» Instructions for the task
Answer these from the LightGBM issue thread below, numbering your answers to match:
1. What value is numLeaves set to in the model configuration?
2. In what year was the glibc thread concurrency bug fixed?
3. Which GNU libc version does the ldd output report?

SynapseML icon indicating copy to clipboard operation
SynapseML copied to clipboard

Lightgbm : Inconsistency detected by ld.so

Open sundeepks opened this issue 2 years ago • 3 comments

Facing below intermittent error while training Lightgbm model

Inconsistency detected by ld.so: ../elf/dl-tls.c: 488: _dl_allocate_tls_init: Assertion listp->slotinfo[cnt].gen <= GL(dl_tls_generation)' failed!`

No of Executors : 30 No of Cores : 12, total 16 vcpu's Ram : 128 gb, Executor Memory : 64 gb Driver Memory : 64 gb

No of events : 250 Million No of Features : 2010 columns

Model Configuration : useSingleDatasetMode=True, numLeaves=512, featureFraction=0.8, numIterations=1024, useBarrierExecutionMode=True , validationIndicatorCol="validation" (0.4 Million records which can fit easily in driver memory) Version : com.microsoft.azure:synapseml_2.12:0.9.5

AB#1855966

sundeepks avatar Jul 03 '22 14:07 sundeepks

This is not something we recognize or are familiar with. A brief investigation shows that there are concurrency issues in glib, so maybe upgrade your version? https://sourceware.org/bugzilla/show_bug.cgi?id=19329

Note, we are currently working on a big refactor of SynapseML LightGBM wrapper to better handle memory and large datasets. PRs are up, although a testable version might not be available for a while. We are coordinating changes in both LightGBM native library (not this team, see microsoft/LightGBM) as well as this SynapseML Scala Spark wrapper.

If you'd like us to comment more, please add more context. That appears to be an error in the native layer, so possibly the native LightGBM library or a dependency?

svotaw avatar Jul 08 '22 20:07 svotaw

yes, it looks like a thread concurrency bug/race condition in glibc, which was fixed in 2021, so I wonder if upgrading might fix it:

related issue: https://github.com/puppeteer/puppeteer/issues/2207

same link as @svotaw pasted above: https://sourceware.org/bugzilla/show_bug.cgi?id=19329

or perhaps there's some change in native lightgbm code that could be made to avoid the race condition as well in the native calls. I wonder if there is some way for us to reproduce this bug? Are you able to see it on any smaller sample of the dataset?

imatiach-msft avatar Jul 08 '22 20:07 imatiach-msft

Currently I am using the amazon EMR with OS Amazon Linux release 2 (Karoo) & the output of ldd is the below, can you please let me know any other OS type / version with higher glibc version which is compatible with synapseml to get rid of this intermittent error ? Since it's intermittent it's not easy to reproduce the issue

ldd --version 
ldd (GNU libc) 2.26

sundeepks avatar Jul 12 '22 16:07 sundeepks

» Data provided
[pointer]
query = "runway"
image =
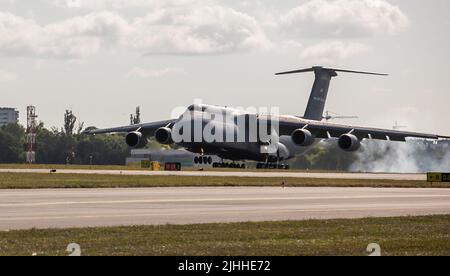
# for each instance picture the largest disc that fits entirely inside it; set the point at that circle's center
(26, 209)
(262, 174)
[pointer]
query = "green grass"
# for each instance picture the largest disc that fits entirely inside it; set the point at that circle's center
(71, 167)
(396, 236)
(41, 180)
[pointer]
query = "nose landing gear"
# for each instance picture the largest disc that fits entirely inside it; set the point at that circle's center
(203, 160)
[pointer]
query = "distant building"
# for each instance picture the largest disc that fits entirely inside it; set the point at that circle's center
(8, 116)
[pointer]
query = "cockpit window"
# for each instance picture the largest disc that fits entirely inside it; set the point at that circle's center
(197, 108)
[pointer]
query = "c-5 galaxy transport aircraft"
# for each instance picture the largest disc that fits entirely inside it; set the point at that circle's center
(270, 139)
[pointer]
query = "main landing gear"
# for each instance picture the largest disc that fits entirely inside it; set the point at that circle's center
(272, 166)
(229, 165)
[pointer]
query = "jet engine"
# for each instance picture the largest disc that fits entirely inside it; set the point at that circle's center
(136, 140)
(349, 142)
(164, 136)
(302, 138)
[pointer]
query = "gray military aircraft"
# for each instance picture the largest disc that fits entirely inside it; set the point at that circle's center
(241, 138)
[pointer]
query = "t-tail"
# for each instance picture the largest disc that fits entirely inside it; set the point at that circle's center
(319, 93)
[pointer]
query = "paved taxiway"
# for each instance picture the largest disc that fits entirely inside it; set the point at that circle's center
(286, 174)
(25, 209)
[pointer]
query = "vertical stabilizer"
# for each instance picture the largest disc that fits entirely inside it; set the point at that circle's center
(319, 92)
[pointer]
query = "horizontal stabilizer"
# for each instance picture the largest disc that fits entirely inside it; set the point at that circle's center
(331, 70)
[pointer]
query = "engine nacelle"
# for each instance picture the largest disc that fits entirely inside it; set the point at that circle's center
(136, 140)
(302, 138)
(164, 136)
(349, 142)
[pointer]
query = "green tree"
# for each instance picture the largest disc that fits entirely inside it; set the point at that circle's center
(12, 140)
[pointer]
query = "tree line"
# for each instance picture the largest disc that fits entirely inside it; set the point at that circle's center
(63, 146)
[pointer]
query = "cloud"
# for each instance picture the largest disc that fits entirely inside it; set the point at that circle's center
(345, 18)
(7, 76)
(331, 52)
(187, 30)
(193, 27)
(138, 72)
(118, 4)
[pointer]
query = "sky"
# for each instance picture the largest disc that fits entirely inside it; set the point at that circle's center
(102, 58)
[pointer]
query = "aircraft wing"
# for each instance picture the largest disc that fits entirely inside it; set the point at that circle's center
(328, 130)
(146, 129)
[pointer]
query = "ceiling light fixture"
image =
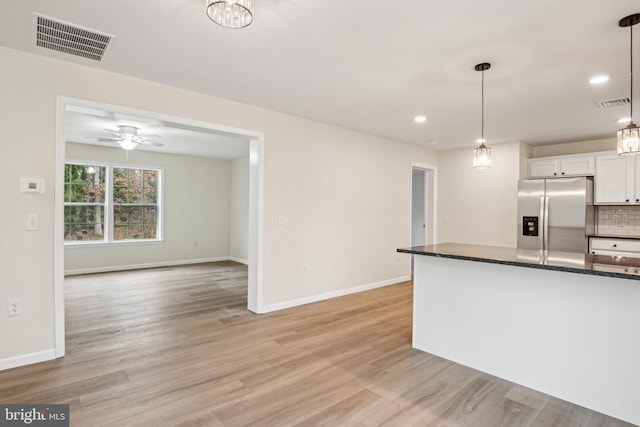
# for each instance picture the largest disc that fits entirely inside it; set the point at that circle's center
(596, 80)
(230, 13)
(127, 143)
(629, 137)
(482, 153)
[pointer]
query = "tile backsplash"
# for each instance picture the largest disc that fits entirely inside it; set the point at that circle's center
(618, 221)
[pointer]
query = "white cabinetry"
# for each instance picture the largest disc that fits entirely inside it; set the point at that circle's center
(614, 247)
(617, 180)
(549, 167)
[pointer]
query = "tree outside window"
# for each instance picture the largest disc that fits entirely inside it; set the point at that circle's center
(135, 203)
(84, 202)
(111, 203)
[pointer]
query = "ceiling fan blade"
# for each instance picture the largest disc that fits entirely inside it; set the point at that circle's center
(153, 143)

» In response
1. 512
2. 2021
3. 2.26